--- TASK PROMPT ---
Please update the items below so that every "example" reads "reference point", with nothing else changed. Leave the pictures out of your answer.

--- THE RECORDS ---
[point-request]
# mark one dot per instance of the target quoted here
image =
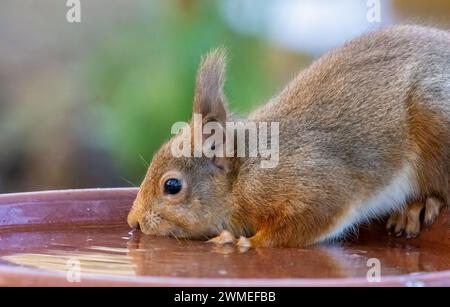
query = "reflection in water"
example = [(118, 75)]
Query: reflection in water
[(113, 251)]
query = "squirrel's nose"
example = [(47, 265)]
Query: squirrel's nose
[(133, 222)]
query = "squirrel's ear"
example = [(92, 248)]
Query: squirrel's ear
[(209, 100)]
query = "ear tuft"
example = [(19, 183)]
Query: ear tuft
[(209, 100)]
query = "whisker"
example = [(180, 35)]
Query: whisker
[(145, 162), (173, 234), (128, 181)]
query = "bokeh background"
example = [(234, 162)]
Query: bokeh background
[(86, 104)]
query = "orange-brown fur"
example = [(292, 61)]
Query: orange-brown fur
[(348, 124)]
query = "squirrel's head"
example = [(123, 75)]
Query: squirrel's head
[(189, 196)]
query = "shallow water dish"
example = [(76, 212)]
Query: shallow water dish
[(80, 237)]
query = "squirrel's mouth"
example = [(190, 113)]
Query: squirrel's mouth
[(157, 225)]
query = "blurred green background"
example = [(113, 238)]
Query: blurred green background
[(87, 104)]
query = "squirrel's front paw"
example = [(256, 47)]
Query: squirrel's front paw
[(225, 237), (407, 221)]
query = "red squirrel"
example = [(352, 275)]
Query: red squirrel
[(363, 132)]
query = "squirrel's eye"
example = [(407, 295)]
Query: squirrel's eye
[(172, 186)]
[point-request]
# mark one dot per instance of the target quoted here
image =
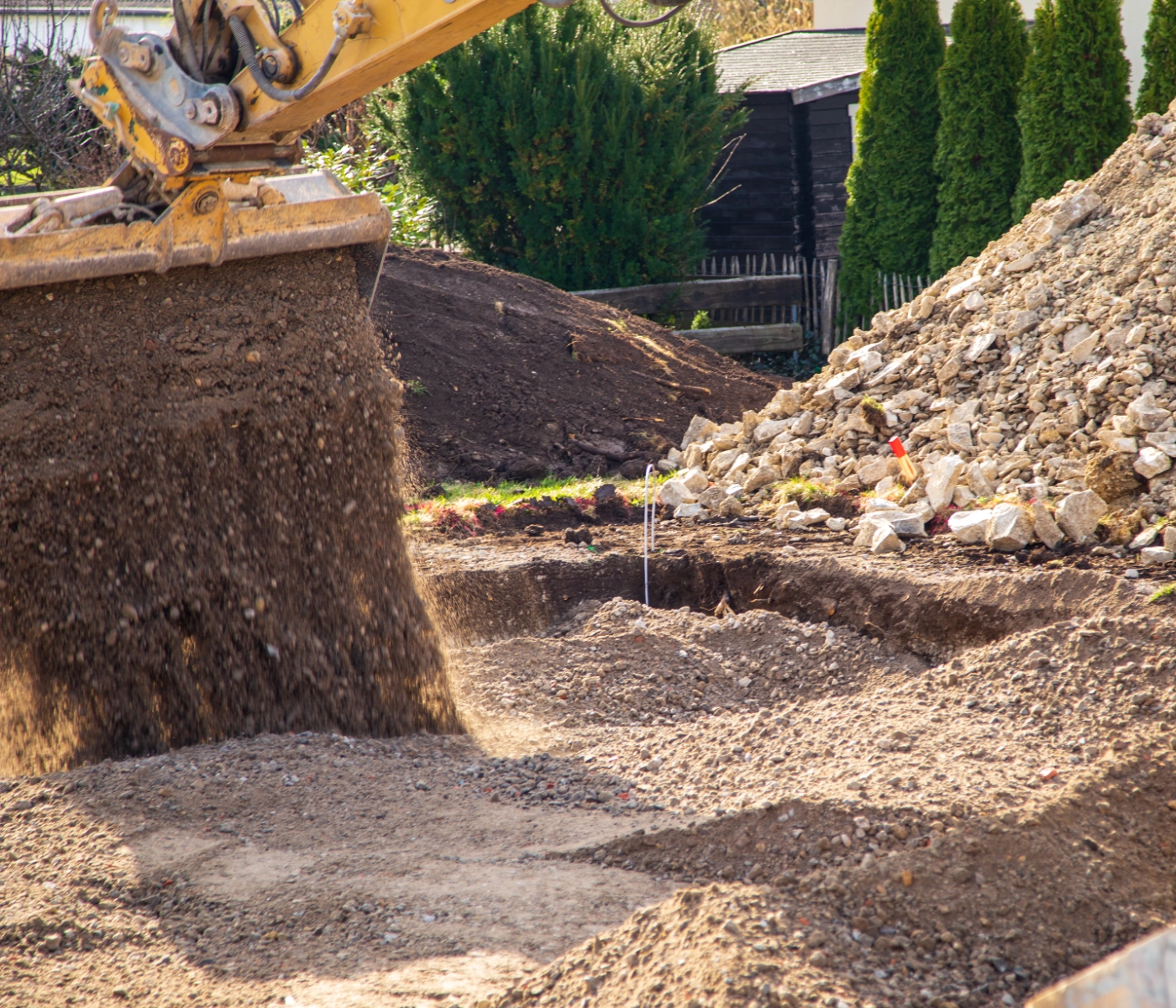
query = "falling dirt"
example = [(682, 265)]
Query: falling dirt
[(199, 517)]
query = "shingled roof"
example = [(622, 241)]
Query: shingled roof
[(809, 64)]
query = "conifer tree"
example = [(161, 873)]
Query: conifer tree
[(1073, 108), (568, 147), (978, 153), (891, 184), (1158, 86)]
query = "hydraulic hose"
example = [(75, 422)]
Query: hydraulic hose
[(631, 24), (249, 55), (184, 29)]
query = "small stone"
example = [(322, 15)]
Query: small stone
[(942, 480), (885, 540), (960, 437), (969, 526), (1152, 462), (699, 429), (1079, 353), (873, 470), (1044, 528), (1144, 538), (674, 493), (694, 480), (769, 429), (764, 476), (1078, 514), (1146, 414), (1009, 528)]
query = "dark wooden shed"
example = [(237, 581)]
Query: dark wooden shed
[(784, 191)]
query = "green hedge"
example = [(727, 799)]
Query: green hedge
[(979, 150), (891, 184), (1073, 109), (1158, 85), (567, 147)]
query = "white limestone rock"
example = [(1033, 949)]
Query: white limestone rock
[(969, 526), (1009, 528)]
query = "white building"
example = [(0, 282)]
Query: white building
[(853, 14), (44, 24)]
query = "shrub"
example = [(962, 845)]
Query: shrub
[(567, 147), (49, 140), (891, 184), (1158, 85), (978, 155), (1073, 108)]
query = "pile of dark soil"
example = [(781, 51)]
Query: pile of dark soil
[(199, 519), (511, 378)]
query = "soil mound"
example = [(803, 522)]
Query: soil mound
[(509, 378), (1040, 368), (199, 517)]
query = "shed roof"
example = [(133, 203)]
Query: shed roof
[(80, 8), (809, 64)]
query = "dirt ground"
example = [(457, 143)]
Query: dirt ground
[(885, 804), (509, 378)]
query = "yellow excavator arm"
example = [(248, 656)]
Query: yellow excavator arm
[(211, 117)]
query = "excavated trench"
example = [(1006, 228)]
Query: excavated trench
[(931, 616), (1025, 845)]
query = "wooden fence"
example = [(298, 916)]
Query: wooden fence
[(761, 302), (815, 308)]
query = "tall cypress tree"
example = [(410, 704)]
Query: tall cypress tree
[(891, 184), (978, 153), (1158, 87), (570, 147), (1073, 109)]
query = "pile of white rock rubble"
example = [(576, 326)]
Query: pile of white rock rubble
[(1032, 386)]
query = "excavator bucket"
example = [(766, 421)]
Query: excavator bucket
[(55, 238)]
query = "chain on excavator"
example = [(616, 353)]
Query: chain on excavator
[(209, 118)]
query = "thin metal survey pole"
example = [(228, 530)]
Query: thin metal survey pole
[(647, 528)]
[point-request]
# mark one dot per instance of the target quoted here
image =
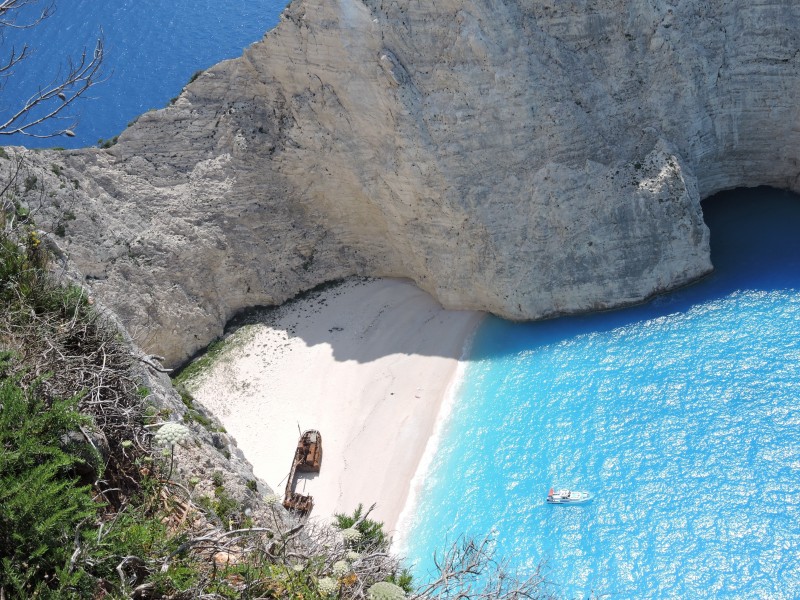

--- ANSWER TO THIS TASK ---
[point-request]
# mark one dot per instance of the target quoted here
image =
query = "reflection in water"
reference point = [(118, 75)]
Query: reflection in water
[(113, 251)]
query = "squirrel's nose"
reference point = [(47, 265)]
Query: squirrel's nose
[(133, 222)]
query = "squirrel's ear"
reference point = [(92, 248)]
Query: squirrel's ear
[(209, 100)]
query = "ear tuft"
reference point = [(19, 183)]
Query: ear tuft
[(209, 100)]
query = "whisker"
reference point = [(180, 35)]
Query: whisker
[(145, 162), (173, 234), (128, 181)]
query = "bokeh background"
reference point = [(234, 162)]
Query: bokeh background
[(86, 104)]
query = "orange-brown fur"
reference point = [(292, 61)]
Query: orange-brown fur
[(348, 124)]
query = "squirrel's head"
reference point = [(123, 75)]
Query: squirrel's head
[(189, 196)]
query = "shallow water dish"
reference point = [(76, 212)]
Query: shallow water dish
[(80, 237)]
query = "squirrel's mouth"
reference point = [(190, 113)]
Query: squirrel's mouth
[(157, 225)]
query = "blurred green background"
reference point = [(113, 238)]
Query: blurred green background
[(87, 104)]
query = "squirrel's front paw"
reference point = [(256, 47)]
Query: squirrel's front paw
[(225, 237), (407, 221)]
query = "red squirrel"
reference point = [(352, 275)]
Query: red squirrel
[(363, 132)]
query = "squirrel's eye"
reference point = [(407, 295)]
Query: squirrel's eye
[(172, 186)]
[point-request]
# mark one dot per instance of the target quoted here
image =
query = "falling dirt"
reference point = [(682, 265)]
Query: falling dirt
[(199, 517)]
query = "shingled roof"
reference point = [(622, 241)]
Query: shingled roof
[(809, 64)]
query = "conifer tree"
reference point = [(161, 873)]
Query: conifer tree
[(1073, 108), (568, 147), (978, 153), (891, 184), (1158, 86)]
query = "hydraulic hose"
reference point = [(75, 422)]
Query: hydraulic hose
[(631, 24), (249, 55), (184, 29)]
query = "small stone"
reference point = [(322, 15)]
Query: small stone
[(942, 480), (885, 540), (960, 437), (969, 526), (1152, 462), (699, 429), (1079, 353), (873, 470), (1044, 528), (1144, 538), (674, 493), (694, 480), (769, 429), (764, 476), (1078, 514), (1146, 414), (1009, 528)]
query = "dark wooden shed"
reference point = [(237, 581)]
Query: dark wooden shed
[(784, 191)]
query = "green hedge"
reference point = [(727, 799)]
Query: green hedge
[(979, 150), (891, 184), (1073, 109), (1158, 85), (567, 147)]
query = "white limestone rock"
reference point = [(1033, 949)]
Query: white limestone rock
[(969, 526), (1009, 528)]
query = "white building"
reference point = [(0, 282)]
Query: white building
[(853, 14), (44, 24)]
query = "shrub"
reference point = [(962, 845)]
Query: shrub
[(567, 147), (49, 140), (891, 184), (1158, 85), (978, 155), (1073, 108)]
query = "pile of dark soil"
reference point = [(781, 51)]
Query: pile of dark soil
[(199, 519), (511, 378)]
query = "soil mound"
reference point = [(803, 522)]
Query: soil mound
[(509, 378), (1040, 368), (199, 517)]
query = "shed roof"
reference point = [(133, 203)]
Query: shed roof
[(80, 8), (809, 64)]
query = "dirt ground"
reference point = [(457, 143)]
Query: dirt ground
[(885, 804), (509, 378)]
query = "yellow excavator arm"
reference point = [(248, 656)]
Query: yellow excavator arm
[(211, 117)]
query = "excavated trench"
reference point = [(1006, 228)]
Query: excavated trench
[(931, 616), (1025, 845)]
query = "wooden fence"
reference point = [(298, 916)]
Query: wooden fence
[(761, 302), (815, 308)]
query = "tall cypress tree"
reference point = [(410, 704)]
Query: tall cypress tree
[(891, 184), (978, 153), (1158, 87), (570, 147), (1073, 109)]
query = "pile of white rock rubble"
reference point = [(576, 326)]
Query: pile of white rock rubble
[(1032, 386)]
query = "excavator bucket"
reference point = [(766, 421)]
Query: excavator bucket
[(55, 238)]
query = "chain on excavator"
reference point = [(616, 353)]
Query: chain on excavator
[(209, 118)]
query = "thin metal survey pole"
reference point = [(228, 530)]
Query: thin metal survey pole
[(647, 528)]
[point-request]
# mark one dot per instance of the target quoted here
image =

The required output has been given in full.